## TASK INSTRUCTIONS
Give the lines below as a numbered list, with blank lines left out.
::::
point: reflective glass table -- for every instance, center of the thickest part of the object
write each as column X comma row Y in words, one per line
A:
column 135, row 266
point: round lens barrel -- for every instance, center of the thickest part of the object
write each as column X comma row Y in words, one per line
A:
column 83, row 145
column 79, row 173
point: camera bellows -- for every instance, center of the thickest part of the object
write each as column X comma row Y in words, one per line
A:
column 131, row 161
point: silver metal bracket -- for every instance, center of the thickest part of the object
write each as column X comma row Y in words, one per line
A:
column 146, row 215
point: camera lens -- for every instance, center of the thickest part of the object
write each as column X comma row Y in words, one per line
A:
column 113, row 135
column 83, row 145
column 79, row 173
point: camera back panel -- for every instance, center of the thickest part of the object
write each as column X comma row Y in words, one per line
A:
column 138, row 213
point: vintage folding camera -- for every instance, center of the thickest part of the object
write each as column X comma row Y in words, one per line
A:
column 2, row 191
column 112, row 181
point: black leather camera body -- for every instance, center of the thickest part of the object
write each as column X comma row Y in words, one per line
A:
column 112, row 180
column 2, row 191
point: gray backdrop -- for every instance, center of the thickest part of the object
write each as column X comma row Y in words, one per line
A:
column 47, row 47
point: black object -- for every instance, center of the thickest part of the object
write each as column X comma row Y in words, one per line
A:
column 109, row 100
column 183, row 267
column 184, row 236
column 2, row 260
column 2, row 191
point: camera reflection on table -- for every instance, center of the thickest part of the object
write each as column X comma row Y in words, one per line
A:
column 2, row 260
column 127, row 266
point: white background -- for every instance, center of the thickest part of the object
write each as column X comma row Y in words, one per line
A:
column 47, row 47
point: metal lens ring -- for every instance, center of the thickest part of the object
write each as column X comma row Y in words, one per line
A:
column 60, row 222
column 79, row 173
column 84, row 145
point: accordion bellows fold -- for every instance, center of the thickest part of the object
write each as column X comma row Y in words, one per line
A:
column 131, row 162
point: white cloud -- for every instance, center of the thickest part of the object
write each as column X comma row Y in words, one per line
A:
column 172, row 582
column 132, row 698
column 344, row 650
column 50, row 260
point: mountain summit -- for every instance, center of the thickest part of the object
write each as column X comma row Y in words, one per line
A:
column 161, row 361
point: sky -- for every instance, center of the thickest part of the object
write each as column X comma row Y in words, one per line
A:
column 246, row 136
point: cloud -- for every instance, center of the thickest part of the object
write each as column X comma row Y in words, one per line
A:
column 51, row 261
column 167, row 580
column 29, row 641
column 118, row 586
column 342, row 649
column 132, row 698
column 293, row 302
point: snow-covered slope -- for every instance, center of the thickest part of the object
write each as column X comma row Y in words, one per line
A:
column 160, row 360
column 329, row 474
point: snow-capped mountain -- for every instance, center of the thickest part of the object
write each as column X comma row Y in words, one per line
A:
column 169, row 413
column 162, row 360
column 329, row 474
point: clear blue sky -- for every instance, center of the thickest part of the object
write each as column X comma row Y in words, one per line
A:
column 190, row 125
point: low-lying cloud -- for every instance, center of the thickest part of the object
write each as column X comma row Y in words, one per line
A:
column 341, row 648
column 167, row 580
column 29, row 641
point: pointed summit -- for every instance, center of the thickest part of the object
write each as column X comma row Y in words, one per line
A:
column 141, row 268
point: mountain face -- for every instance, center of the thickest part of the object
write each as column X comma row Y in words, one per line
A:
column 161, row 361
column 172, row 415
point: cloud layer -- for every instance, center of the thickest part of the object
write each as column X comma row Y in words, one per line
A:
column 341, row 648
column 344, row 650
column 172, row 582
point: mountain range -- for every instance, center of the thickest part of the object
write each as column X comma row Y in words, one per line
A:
::::
## WRITTEN SOLUTION
1. point: reflective glass table -- for every instance, center of the thickest part of the object
2. write each as column X comma row Y in words, one per line
3. A:
4. column 135, row 266
5. point: round lens barrel -- for every instance, center of the thickest part of the object
6. write each as column X comma row Y in words, one per line
7. A:
8. column 83, row 145
9. column 79, row 173
10. point: camera bellows -- for every instance, center of the thickest part of the object
11. write each as column X comma row Y in words, one per line
12. A:
13. column 131, row 161
14. point: silver metal bracket -- for every instance, center of the thickest part of the object
15. write each as column X comma row Y in words, one per line
16. A:
17. column 146, row 215
18. point: camera lens -- for every instance, center of the thickest part of the object
19. write each as column X comma row Y in words, one per line
20. A:
21. column 113, row 135
22. column 83, row 145
23. column 79, row 173
24. point: camera back panel -- for every instance, center of the thickest part of the object
25. write each as column X comma row Y in words, one per line
26. A:
27. column 138, row 213
28. point: vintage folding camera -- for every instance, center of the thickest part of the object
29. write each as column X comma row Y in words, one per line
30. A:
31. column 2, row 191
32. column 112, row 181
33. point: black leather camera body -- for every instance, center of the thickest part of the object
34. write each as column X comma row Y in words, one per line
35. A:
36. column 112, row 180
37. column 2, row 191
38. point: gray backdrop -- for every instance, center of the thickest part of the object
39. write each as column X comma row Y in words, one per line
40. A:
41. column 47, row 47
42. point: black object -- for every instance, center of the thickest part of the object
43. write each as column X comma row Y in words, one per line
44. A:
45. column 109, row 100
46. column 183, row 267
47. column 184, row 236
48. column 2, row 260
49. column 2, row 191
50. point: camera reflection on table -- for every instance, center of the thickest part of the object
51. write each as column X comma row Y in words, one per line
52. A:
53. column 2, row 260
54. column 127, row 266
55. point: white background -- for every instance, center of the thickest part of the object
56. write each as column X comma row Y in words, one per line
57. A:
58. column 47, row 47
59. point: metal lens ring -- for every instance, center of the thickest part of the object
60. write each as column X comma row Y in words, one per line
61. A:
62. column 60, row 222
63. column 79, row 173
64. column 84, row 145
65. point: accordion bellows fold -- for every instance, center of the thickest part of the object
66. write each as column X comma row Y in words, one per line
67. A:
68. column 131, row 162
69. point: white cloud -- for every instance, center of the thickest part of the object
70. write each as column X comma row Y in words, one per line
71. A:
72. column 172, row 582
73. column 132, row 698
74. column 344, row 650
75. column 50, row 260
76. point: mountain summit -- for every instance, center of the thickest part of the object
77. write each as column X comma row Y in words, one per line
78. A:
79. column 161, row 361
80. point: sky -- for every instance, center of the thickest part of the object
81. write each as column X comma row Y in words, one per line
82. A:
83. column 246, row 136
84. point: cloud -- for every instance, center of the thickest part of the object
85. write each as column X comma row Y in words, one per line
86. A:
87. column 51, row 261
88. column 167, row 580
89. column 29, row 641
90. column 118, row 586
91. column 342, row 649
92. column 132, row 698
93. column 293, row 302
94. point: snow-covered slope -- for every instance, center of the thickest part of the object
95. write each as column X comma row Y in words, one per line
96. A:
97. column 160, row 360
98. column 329, row 474
99. point: snow-capped mountain -- for every instance, center of the thickest part of the object
100. write each as column X comma row Y in words, one per line
101. A:
102. column 169, row 413
103. column 162, row 360
104. column 329, row 474
105. point: clear blue sky -- for every instance, center of the thickest part of the object
106. write each as column X comma row Y in words, one per line
107. A:
108. column 190, row 125
109. point: low-lying cloud -- for every instance, center of the thickest part of the object
110. write each as column X comma row Y in words, one per line
111. A:
112. column 341, row 648
113. column 167, row 580
114. column 29, row 641
115. point: pointed summit -- for every instance, center of the thickest part of the object
116. write each as column X comma row Y in words, one per line
117. A:
118. column 141, row 268
119. point: mountain face -- for every instance, center of the thickest part of the object
120. write each as column X comma row Y in words, one per line
121. A:
122. column 161, row 361
123. column 172, row 415
124. point: cloud layer -- for every instance, center of the thickest part of the object
125. write each as column X comma row Y in words, one per line
126. A:
127. column 341, row 648
128. column 344, row 650
129. column 172, row 582
130. point: mountain range -- for every instance, center of the thickest part of the object
131. write each as column X comma row Y in words, one per line
132. A:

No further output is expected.